Tuesday, January 24, 2012
Last night, Judo, a 22 year primigravida was carried into the clinic by her family. Exhausted she fluttered in and out of sleep as I checked her vitals.
She is from the Luo tribe; and since no one else in her family could speak any Dinka, she pushed past her fatigue to explain her long and difficult labor herself.
Her contractions had started two days before. Everything looked good until her water broke and she started pushing. She pushed and pushed for over six hours, but her baby would not come. Eventually her contractions just faded away.
She had not had a contraction since dawn --roughly 16 hours earlier.
Gesturing toward the wrinkled woman at the foot of her bed, she explained “My grandmother was my midwife. She said she could see the baby’s head, but it went back inside.”
I looked back and forth from her grandmother’s worried face to her oblong belly while trying to process her words.
What? She was in labor? She didn’t look like she was in labor. Could they have been mistaken? Perhaps she had malaria-labor and just dreamed up the fact the head was poking out?
I needed more facts.
A quick vaginal exam explained everything. Not only was she fully dilated, but the presenting parts were at a +2 station. Her pelvic outlet seemed adequate despite her low pubic arch, but the real problem was the swelling.
It took me a long, breathless minute before I realized the squishy mass of swollen flesh was her baby’s head. It was so edematous I could not find any suture lines. None at all.
All the signs pointed to deep transverse arrest due to cephalopelvic disproportion (or CPD).
She needed a cesarean.
The good news was an American surgeon just came on staff last week. The bad news was we are not ready to start doing cesareans yet.

(Records from a dataset)
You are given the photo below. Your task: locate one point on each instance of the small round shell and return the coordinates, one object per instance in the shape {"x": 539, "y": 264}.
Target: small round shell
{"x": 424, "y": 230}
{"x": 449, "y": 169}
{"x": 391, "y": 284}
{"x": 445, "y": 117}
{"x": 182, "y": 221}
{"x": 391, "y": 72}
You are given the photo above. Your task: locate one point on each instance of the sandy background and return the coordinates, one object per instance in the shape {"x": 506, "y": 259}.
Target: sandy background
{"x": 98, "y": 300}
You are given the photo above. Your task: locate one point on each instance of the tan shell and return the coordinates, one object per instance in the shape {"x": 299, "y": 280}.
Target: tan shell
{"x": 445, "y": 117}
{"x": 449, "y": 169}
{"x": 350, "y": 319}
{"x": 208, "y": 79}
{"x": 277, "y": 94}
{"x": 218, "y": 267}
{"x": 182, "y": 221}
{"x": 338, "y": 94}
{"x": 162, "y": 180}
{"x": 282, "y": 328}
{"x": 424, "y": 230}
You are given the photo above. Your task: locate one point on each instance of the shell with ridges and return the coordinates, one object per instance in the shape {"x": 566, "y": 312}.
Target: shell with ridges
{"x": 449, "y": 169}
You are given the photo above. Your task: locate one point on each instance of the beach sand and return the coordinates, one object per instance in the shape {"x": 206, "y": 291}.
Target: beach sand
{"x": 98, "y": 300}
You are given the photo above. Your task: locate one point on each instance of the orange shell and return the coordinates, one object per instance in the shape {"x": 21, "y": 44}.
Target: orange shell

> [Activities]:
A - In the birth account, how long had it been since Judo's last contraction?
B - Why does the birth account say Judo explained her long labor herself despite her exhaustion?
C - Copy the part of the birth account that opens with the words containing "Gesturing toward the" and closes with "needed more facts.".
This material has no connection to the birth account.

> [List of solutions]:
A - Roughly 16 hours, since dawn.

B - No one else in her family could speak any Dinka, so she had to push past her fatigue and describe her labor herself.

C -
Gesturing toward the wrinkled woman at the foot of her bed, she explained “My grandmother was my midwife. She said she could see the baby’s head, but it went back inside.”
I looked back and forth from her grandmother’s worried face to her oblong belly while trying to process her words.
What? She was in labor? She didn’t look like she was in labor. Could they have been mistaken? Perhaps she had malaria-labor and just dreamed up the fact the head was poking out?
I needed more facts.